◆ Problem description ◆
Please identify every line below that contains the string "number" and copy each of those lines in full. Case counts.

[Position annotation records]
____
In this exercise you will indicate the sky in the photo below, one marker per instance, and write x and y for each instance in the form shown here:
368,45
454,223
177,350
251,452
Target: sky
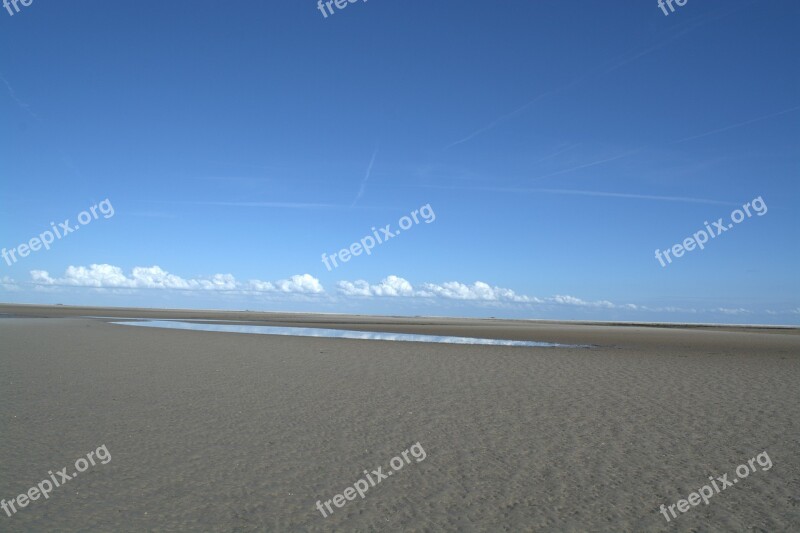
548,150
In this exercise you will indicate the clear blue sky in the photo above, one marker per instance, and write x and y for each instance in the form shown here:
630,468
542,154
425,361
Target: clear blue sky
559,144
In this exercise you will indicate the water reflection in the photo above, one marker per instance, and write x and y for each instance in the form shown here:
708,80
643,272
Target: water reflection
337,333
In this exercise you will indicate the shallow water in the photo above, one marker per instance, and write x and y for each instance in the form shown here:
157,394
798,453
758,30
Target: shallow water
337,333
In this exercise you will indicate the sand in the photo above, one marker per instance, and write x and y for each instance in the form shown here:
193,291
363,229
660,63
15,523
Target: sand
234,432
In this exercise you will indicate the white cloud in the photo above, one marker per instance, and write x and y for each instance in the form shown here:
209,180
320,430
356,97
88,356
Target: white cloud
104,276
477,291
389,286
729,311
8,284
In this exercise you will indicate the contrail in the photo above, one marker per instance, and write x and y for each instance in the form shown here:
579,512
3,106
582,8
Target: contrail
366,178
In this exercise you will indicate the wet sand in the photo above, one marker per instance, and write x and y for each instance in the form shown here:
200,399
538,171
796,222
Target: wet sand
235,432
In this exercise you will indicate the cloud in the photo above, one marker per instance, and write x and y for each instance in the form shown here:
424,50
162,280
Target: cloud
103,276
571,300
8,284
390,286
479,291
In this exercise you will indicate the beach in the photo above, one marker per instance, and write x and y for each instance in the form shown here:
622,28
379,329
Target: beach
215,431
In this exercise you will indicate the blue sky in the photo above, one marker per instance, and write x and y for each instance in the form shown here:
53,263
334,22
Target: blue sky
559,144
____
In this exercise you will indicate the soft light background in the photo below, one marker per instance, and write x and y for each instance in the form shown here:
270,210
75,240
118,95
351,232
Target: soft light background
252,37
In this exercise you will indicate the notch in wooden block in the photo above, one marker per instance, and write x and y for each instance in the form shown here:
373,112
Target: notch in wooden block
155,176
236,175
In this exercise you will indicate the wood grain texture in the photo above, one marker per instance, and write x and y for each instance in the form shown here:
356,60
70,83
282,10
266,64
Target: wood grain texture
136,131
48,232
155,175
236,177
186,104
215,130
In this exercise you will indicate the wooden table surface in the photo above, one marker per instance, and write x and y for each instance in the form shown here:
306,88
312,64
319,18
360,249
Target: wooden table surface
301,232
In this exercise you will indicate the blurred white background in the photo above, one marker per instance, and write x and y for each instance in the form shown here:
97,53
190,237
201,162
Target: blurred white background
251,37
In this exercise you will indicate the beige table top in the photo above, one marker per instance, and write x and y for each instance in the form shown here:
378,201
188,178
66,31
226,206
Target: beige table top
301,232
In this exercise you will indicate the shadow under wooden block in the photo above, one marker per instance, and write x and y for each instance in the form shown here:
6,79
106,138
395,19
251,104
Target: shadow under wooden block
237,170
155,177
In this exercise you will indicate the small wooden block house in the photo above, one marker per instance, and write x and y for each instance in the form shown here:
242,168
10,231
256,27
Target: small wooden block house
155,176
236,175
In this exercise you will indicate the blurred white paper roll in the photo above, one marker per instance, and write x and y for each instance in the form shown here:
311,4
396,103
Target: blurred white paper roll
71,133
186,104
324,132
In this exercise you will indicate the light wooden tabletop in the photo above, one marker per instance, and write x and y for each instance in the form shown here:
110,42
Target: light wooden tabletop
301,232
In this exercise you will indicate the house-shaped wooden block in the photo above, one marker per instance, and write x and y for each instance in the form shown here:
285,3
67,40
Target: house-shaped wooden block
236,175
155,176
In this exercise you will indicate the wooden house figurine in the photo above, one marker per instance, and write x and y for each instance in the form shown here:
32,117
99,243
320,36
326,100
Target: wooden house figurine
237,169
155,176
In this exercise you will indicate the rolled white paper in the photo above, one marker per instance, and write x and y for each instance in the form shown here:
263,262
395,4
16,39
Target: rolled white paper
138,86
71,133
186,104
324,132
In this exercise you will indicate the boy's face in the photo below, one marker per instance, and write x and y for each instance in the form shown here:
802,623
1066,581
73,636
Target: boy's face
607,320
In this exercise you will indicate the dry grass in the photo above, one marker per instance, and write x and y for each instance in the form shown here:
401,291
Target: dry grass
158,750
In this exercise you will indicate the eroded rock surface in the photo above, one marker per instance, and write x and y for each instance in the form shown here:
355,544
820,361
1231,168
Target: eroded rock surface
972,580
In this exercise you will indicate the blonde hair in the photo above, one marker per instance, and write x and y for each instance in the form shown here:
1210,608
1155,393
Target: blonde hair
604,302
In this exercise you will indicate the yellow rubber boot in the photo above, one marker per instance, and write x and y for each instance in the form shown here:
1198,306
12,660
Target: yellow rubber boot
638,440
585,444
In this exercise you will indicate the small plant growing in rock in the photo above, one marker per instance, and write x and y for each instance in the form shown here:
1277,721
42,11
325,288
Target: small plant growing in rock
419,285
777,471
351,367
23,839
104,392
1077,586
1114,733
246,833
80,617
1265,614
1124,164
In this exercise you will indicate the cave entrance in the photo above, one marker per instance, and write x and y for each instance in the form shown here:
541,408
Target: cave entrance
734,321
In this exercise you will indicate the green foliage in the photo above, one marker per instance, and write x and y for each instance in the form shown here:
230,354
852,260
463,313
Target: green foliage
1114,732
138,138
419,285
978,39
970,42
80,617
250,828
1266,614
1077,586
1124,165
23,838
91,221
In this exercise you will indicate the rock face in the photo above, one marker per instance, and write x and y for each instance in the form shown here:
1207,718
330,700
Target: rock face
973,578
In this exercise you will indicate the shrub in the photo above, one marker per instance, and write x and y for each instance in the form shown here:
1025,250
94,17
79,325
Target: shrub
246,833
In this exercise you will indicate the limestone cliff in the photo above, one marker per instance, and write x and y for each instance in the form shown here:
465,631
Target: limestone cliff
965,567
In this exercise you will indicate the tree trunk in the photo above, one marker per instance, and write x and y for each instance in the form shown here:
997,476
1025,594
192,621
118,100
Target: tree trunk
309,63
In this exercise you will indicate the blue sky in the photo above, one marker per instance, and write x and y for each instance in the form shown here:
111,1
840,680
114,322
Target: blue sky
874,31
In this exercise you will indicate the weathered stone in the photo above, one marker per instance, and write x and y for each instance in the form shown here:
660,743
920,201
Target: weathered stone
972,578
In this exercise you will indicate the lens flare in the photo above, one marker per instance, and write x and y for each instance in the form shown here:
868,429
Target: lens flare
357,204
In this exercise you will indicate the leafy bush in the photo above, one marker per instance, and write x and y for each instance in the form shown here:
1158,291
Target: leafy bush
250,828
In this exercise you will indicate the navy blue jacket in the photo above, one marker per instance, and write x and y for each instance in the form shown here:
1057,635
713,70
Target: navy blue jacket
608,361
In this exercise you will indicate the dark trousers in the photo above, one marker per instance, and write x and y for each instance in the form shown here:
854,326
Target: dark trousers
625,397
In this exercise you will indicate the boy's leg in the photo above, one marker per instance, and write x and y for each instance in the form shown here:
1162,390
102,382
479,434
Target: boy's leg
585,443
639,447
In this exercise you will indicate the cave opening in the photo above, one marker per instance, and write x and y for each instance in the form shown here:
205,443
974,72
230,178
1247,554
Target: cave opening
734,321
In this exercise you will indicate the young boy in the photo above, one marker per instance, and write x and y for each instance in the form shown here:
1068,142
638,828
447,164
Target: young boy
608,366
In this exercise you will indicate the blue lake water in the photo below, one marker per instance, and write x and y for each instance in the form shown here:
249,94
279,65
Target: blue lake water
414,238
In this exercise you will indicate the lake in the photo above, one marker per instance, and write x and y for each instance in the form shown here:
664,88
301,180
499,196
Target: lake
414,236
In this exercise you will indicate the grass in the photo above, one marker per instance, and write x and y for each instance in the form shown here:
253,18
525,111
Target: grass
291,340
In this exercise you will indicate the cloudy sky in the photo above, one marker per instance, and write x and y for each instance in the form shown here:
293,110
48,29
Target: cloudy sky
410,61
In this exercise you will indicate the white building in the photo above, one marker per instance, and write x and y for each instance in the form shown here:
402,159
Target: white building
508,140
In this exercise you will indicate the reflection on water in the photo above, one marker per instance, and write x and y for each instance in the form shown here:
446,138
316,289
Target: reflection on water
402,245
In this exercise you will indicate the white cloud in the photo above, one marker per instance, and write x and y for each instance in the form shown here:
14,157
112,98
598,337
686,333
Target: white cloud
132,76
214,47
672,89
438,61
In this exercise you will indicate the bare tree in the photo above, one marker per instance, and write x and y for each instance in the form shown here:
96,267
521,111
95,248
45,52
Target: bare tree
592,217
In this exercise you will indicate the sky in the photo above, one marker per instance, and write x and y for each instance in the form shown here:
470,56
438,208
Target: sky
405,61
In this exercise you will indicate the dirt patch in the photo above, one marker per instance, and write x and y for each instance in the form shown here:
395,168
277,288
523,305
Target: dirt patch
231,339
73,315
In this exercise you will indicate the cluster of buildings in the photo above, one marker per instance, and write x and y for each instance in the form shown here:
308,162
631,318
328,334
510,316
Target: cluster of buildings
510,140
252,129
____
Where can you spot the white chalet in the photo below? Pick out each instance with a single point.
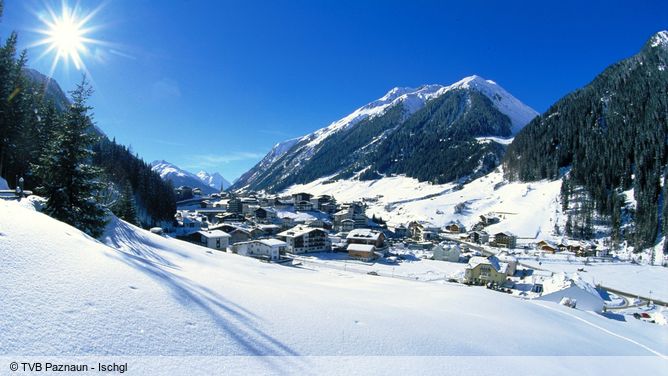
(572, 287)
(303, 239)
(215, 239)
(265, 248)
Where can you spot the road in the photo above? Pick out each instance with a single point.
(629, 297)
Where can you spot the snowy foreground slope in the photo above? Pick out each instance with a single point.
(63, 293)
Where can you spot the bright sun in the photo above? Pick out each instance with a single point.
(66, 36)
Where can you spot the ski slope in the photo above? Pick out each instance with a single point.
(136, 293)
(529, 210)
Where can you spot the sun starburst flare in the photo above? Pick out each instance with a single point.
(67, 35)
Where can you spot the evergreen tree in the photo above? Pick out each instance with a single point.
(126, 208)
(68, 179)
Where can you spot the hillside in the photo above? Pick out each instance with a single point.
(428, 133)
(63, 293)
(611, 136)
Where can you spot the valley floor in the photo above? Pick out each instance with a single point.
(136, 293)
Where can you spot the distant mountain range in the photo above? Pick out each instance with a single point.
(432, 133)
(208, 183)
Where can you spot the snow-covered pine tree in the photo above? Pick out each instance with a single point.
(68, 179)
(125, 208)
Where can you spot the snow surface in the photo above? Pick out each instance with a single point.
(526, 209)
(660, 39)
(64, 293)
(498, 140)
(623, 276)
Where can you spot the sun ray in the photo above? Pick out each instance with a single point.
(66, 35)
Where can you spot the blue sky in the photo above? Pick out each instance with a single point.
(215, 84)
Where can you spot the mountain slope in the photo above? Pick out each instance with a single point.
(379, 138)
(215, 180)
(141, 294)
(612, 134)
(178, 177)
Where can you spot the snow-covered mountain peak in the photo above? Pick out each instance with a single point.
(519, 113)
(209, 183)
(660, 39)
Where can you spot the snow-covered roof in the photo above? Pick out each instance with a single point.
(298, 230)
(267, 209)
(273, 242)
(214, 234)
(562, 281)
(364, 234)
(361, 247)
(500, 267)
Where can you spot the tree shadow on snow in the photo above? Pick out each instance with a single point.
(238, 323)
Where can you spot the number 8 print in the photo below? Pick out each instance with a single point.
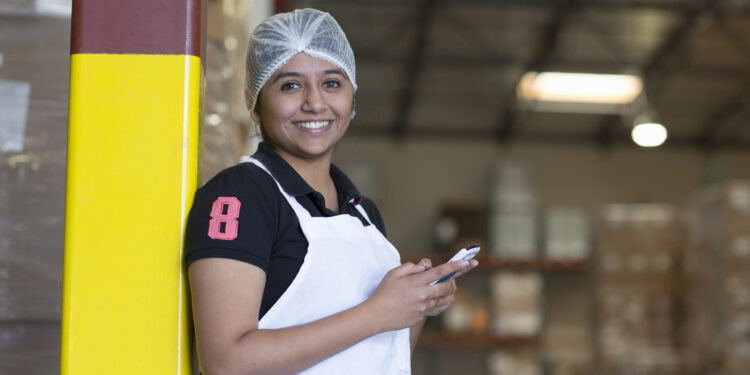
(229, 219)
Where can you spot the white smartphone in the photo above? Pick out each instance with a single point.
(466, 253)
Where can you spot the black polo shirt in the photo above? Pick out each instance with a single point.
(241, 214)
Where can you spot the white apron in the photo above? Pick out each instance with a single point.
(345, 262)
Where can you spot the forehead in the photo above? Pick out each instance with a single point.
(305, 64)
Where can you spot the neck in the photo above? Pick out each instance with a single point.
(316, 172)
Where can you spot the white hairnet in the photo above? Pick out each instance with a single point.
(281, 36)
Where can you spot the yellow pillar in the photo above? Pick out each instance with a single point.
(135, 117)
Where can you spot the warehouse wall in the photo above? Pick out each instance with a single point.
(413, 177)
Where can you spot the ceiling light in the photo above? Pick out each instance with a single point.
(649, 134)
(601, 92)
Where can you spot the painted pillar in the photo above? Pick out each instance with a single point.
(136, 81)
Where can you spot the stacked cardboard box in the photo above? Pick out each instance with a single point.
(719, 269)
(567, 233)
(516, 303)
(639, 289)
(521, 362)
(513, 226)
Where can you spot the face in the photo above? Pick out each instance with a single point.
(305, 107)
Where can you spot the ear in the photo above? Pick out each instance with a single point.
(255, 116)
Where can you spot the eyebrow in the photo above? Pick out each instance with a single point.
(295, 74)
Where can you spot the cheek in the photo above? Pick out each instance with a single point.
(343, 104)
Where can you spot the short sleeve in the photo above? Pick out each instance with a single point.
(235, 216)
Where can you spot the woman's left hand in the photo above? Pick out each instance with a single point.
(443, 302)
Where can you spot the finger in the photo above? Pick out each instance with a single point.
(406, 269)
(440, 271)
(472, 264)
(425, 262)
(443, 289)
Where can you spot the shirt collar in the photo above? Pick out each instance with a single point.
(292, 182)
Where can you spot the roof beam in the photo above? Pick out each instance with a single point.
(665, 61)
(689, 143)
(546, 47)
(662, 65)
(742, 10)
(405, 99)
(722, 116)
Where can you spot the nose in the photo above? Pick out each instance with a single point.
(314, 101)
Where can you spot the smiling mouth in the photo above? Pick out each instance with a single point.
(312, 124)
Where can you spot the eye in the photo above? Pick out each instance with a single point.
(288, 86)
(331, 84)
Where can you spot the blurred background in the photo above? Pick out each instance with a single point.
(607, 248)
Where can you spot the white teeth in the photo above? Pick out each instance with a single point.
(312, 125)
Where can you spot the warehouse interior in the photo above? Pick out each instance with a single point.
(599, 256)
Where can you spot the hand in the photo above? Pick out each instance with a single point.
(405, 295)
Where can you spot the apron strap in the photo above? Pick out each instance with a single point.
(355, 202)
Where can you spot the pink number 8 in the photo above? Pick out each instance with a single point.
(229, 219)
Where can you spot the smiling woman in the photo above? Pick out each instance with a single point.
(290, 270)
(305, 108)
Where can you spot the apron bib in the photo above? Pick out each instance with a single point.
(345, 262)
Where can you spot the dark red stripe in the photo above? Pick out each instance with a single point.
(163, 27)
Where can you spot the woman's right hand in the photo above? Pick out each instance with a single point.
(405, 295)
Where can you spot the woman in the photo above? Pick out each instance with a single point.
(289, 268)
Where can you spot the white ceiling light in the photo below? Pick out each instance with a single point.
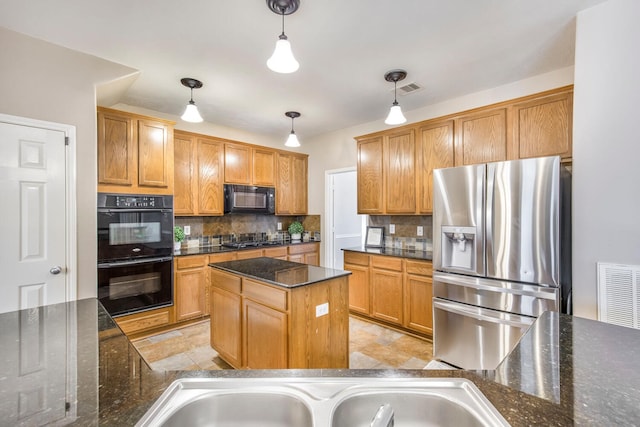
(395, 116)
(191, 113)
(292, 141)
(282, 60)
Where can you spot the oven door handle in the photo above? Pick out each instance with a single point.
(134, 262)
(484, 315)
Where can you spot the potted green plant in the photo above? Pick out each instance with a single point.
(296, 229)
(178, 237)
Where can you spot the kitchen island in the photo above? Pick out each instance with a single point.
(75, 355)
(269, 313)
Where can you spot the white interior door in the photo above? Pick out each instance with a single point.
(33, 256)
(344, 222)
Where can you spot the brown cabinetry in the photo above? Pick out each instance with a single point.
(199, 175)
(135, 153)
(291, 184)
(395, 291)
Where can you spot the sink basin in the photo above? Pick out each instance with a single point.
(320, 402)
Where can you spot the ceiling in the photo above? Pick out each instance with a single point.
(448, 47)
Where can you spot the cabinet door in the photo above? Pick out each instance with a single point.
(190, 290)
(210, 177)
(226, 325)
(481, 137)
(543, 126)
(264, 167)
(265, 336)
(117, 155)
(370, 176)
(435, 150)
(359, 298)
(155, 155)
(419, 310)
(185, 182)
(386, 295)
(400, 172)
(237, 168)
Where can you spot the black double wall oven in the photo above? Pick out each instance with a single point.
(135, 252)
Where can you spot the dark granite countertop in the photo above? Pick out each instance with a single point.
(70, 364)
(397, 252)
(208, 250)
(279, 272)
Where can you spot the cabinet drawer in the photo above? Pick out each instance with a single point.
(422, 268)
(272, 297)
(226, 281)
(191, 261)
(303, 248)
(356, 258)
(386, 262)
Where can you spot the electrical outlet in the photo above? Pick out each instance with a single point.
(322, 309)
____
◆ Full solution ◆
Where can you spot the number 8 print in the photo below? Pick out each instance with a single point.
Where can you spot the pink number 8 in the photo above? Pick out each instance with a single point.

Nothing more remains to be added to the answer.